Task item: What appears in the data must be reproduced exactly.

Information shown:
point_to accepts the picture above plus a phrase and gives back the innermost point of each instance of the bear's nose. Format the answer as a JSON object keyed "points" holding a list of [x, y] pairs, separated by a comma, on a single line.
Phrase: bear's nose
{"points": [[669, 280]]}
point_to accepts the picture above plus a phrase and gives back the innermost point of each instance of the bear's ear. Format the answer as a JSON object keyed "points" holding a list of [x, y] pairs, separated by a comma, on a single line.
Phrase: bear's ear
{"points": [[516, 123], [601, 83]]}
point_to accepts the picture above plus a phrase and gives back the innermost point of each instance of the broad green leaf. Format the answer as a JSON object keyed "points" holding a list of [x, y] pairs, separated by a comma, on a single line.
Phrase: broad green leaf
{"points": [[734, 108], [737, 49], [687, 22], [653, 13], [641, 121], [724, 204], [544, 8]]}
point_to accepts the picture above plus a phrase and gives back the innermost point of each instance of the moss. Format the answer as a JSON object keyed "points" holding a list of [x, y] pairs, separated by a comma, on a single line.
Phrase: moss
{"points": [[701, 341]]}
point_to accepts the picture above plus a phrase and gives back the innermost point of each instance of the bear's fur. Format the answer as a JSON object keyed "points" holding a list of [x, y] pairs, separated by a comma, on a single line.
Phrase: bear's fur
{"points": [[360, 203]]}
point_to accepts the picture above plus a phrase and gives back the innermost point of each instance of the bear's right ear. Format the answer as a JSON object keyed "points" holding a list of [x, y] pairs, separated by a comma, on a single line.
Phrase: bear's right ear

Written solution:
point_to accepts the picture above plus a phrase and gives back the innermost point of each instance of the bear's nose. Format the answer as a JSON object keyed "points" holding a list of [x, y] pairs, separated by a comma, on a single line.
Phrase: bear's nose
{"points": [[669, 280]]}
point_to accepts the picture above plus a phrase and gives back the innermost point of each instance of the bear's ear. Format the answer as a JSON object keyed "points" holding a list of [x, y] pairs, separated by a comma, on a single line.
Phrase: bear's ear
{"points": [[516, 123], [601, 83]]}
point_to accepts the picture above plus a phrase and gives back the innermost point of each instance of the broad green leaf. Format the answer as a JSON object keyed "points" holding a list of [x, y] pairs, separated by a comma, on a single line.
Phrase: broad green leaf
{"points": [[734, 108], [737, 49], [687, 22], [653, 13], [641, 121], [724, 204], [544, 8]]}
point_to accepts the picture above plus a phrase and gives back the innermost point of each instance of the moss. Format the answer as a JSON object keyed "points" holding a list of [x, y] pairs, separated by a comma, on a single line.
Phrase: moss
{"points": [[701, 341]]}
point_to accepts the picture above plus a phrase and gives back the innermost point of each instance of the bear's fur. Format the answer as a JSON object keyed "points" holding a list of [x, y] pairs, separated by a comma, on a single line.
Phrase: bear's fur
{"points": [[360, 203]]}
point_to accepts the picture above plus a phrase and gives back the innermost point of each instance of the bear's right ear. Format the answer as a JSON object keyed "points" holding a list of [x, y] pairs, separated by a comma, on a single line.
Phrase: bear's right ear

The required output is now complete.